Your goal:
Using the entries below, output exactly the line containing "Could you spot the driver" and all lines that follow it to the end.

[Collected data]
-- Opening Marker --
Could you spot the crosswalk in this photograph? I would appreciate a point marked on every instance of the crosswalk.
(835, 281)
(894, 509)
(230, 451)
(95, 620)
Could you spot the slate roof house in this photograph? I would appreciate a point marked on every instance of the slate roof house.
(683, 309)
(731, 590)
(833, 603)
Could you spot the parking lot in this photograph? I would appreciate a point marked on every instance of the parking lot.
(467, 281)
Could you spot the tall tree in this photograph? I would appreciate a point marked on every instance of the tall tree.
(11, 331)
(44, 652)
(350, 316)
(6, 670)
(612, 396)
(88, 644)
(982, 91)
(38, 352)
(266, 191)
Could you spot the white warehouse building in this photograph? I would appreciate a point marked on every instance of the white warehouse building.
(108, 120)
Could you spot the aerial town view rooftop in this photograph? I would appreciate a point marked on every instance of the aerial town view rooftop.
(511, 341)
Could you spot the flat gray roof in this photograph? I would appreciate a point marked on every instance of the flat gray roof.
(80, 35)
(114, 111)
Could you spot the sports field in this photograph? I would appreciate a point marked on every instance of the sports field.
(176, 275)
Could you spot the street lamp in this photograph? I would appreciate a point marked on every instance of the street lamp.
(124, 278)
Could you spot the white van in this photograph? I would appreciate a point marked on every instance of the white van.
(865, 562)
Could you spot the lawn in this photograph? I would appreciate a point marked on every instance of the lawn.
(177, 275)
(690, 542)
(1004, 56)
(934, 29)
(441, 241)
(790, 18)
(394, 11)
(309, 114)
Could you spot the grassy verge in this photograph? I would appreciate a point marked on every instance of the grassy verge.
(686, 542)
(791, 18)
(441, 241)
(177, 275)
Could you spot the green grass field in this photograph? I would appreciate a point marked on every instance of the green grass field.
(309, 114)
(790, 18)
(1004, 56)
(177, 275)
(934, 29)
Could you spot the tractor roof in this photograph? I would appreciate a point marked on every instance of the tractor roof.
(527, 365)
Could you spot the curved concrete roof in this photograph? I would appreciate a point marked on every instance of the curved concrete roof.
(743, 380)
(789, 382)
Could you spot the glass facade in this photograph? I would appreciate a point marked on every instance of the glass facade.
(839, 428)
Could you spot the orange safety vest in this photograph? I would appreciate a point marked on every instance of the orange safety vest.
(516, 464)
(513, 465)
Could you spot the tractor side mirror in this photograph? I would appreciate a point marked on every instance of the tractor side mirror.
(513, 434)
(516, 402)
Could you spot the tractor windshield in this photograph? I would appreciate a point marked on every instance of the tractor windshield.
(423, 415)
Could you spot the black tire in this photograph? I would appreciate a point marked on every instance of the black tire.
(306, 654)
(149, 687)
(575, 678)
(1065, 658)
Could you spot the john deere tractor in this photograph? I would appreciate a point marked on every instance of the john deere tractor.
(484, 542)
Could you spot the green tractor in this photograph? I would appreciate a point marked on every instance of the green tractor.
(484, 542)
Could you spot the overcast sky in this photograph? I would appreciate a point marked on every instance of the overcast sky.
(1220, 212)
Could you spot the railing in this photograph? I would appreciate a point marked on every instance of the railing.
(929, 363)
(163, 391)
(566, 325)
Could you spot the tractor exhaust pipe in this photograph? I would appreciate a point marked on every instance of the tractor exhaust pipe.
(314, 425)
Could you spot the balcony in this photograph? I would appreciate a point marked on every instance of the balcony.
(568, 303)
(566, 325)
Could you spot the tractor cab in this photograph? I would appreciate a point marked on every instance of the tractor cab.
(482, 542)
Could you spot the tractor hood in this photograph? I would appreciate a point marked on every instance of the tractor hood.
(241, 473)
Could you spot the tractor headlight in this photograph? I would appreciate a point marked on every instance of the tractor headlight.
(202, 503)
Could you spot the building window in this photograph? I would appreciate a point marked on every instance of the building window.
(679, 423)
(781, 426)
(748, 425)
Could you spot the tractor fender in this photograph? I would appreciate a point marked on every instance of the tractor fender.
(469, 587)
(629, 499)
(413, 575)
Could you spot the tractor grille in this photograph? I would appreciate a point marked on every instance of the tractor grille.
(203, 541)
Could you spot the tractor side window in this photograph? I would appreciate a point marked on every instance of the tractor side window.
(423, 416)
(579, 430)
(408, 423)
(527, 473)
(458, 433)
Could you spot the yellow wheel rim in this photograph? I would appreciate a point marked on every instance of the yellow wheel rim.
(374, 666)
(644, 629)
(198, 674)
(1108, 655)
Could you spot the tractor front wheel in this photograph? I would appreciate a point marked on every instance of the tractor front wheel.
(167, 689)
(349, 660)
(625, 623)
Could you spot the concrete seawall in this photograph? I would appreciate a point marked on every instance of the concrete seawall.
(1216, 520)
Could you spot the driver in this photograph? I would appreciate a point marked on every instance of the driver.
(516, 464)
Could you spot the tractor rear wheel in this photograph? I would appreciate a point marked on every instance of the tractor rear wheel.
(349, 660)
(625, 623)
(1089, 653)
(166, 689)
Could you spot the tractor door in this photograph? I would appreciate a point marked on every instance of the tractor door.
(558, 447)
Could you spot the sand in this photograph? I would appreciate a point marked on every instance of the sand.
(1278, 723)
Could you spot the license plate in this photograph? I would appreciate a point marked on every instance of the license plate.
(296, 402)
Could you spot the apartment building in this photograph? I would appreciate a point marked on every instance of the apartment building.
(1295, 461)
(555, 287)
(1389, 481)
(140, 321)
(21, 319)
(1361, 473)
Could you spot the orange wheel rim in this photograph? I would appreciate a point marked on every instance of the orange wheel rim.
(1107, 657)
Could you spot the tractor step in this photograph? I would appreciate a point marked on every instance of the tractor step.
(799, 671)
-- Closing Marker --
Output for this exercise:
Could you spot the driver in this photograph? I would appreciate a point marked on every instance of the driver.
(516, 464)
Could you spot the tractor rear wheel in this photograph? I would appreciate a point marked on every instance of the tractor rear wheel.
(349, 660)
(625, 623)
(1089, 653)
(166, 689)
Could you spot the tractor door in this photograph? I would appreciate a point marked on every instance of the tractor door.
(558, 447)
Could you spot the sand in this photograph? I would appreciate a point marked on every instance of the sand.
(1278, 723)
Could you spot the license plate in this photograph? I would appreciate a point marked on every instance of the license plate.
(296, 402)
Could you spot the apartment building in this photograph? I would appreciate a point marked on every instance of the apartment building.
(1295, 461)
(555, 287)
(1389, 481)
(140, 321)
(21, 319)
(1361, 473)
Could you spot the orange wheel rim in this photograph? I would appreciate a point marked on every instance of the orange wheel rim.
(1107, 657)
Could you spot the tractor step in this photograph? I would appreciate a point marked on every instance of the tractor step.
(799, 671)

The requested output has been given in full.